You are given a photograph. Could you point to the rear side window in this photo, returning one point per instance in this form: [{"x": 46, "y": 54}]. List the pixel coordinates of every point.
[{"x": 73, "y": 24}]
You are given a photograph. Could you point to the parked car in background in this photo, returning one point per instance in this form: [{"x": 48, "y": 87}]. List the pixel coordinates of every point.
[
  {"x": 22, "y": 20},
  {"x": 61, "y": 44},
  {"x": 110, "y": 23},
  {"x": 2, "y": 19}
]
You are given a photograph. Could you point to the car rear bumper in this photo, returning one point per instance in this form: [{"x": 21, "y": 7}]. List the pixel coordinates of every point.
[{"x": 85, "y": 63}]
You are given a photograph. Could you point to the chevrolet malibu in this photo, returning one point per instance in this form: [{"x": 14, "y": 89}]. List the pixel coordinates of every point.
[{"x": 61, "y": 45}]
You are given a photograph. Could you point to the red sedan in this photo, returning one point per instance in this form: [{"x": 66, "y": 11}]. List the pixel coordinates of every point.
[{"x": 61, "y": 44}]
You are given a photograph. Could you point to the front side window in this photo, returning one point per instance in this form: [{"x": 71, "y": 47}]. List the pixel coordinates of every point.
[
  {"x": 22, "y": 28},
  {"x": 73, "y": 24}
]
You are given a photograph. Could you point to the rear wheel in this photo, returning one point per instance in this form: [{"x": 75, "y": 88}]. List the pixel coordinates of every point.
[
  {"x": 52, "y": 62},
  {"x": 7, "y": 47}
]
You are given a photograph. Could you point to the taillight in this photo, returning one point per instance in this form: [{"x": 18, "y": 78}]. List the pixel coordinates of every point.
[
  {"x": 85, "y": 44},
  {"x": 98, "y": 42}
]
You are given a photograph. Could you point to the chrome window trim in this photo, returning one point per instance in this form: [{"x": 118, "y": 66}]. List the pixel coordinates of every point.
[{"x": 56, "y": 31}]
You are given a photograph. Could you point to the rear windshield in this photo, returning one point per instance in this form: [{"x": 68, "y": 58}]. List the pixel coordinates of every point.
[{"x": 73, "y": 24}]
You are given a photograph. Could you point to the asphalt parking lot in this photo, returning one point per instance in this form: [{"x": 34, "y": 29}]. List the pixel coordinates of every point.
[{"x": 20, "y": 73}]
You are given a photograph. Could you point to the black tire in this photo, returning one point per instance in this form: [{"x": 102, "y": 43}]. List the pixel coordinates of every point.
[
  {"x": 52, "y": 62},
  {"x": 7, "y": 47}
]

· · · · · · ·

▶ **PROBLEM REQUIREMENTS**
Copy out exactly the lines from the one containing "You are given a photograph. Could you point to the front" through the last line above, keeping both end lines.

▶ **RESPONSE AREA**
You are given a photograph. Could you point to the front side window in this photo, returning one point per instance in this form: [{"x": 71, "y": 47}]. List the pixel coordinates of every point.
[
  {"x": 22, "y": 28},
  {"x": 73, "y": 24}
]
You are given a photograph. Could you point to the rear wheel in this photo, returning one point per instance in this form: [{"x": 75, "y": 88}]. List the pixel coordinates of every point.
[
  {"x": 52, "y": 62},
  {"x": 7, "y": 47}
]
You are given a photograph. Could you point to the taillight in this photo, returning one point per instance in this form: [{"x": 18, "y": 78}]. List the pixel coordinates of every point.
[
  {"x": 85, "y": 44},
  {"x": 98, "y": 42}
]
You are given a photograph. Could you point to the chrome window trim in this photo, returning one point per instance in this form: [{"x": 118, "y": 66}]. List the pixel coordinates of every point.
[{"x": 56, "y": 31}]
You are given a photograph. Could you point to the rear windshield in this photo, returning one point per instance in this form: [{"x": 68, "y": 58}]. List the pixel coordinates of every point.
[{"x": 73, "y": 24}]
You are given a photograph. Could you point to the asphalt parking lot in this photo, returning one point per instance in this form: [{"x": 34, "y": 29}]. List the pixel coordinates of every point.
[{"x": 20, "y": 73}]
You are given a photograph. Could you point to the black tire in this photo, returning one point per instance in this form: [{"x": 102, "y": 43}]. List the pixel coordinates of every point.
[
  {"x": 52, "y": 62},
  {"x": 7, "y": 47}
]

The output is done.